Recorded data

○ ○ ○ ○ ○

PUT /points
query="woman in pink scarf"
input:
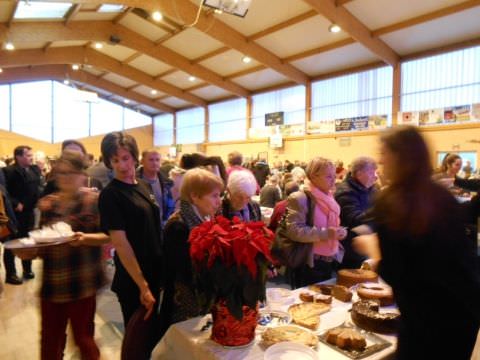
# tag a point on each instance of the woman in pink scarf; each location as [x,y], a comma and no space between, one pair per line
[313,216]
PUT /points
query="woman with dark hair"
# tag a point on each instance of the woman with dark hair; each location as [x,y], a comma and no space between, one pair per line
[423,254]
[130,215]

○ ○ ○ ○ ○

Go through the records and report each line that contains "query".

query="woman in pink scarf"
query="woman with dark hair"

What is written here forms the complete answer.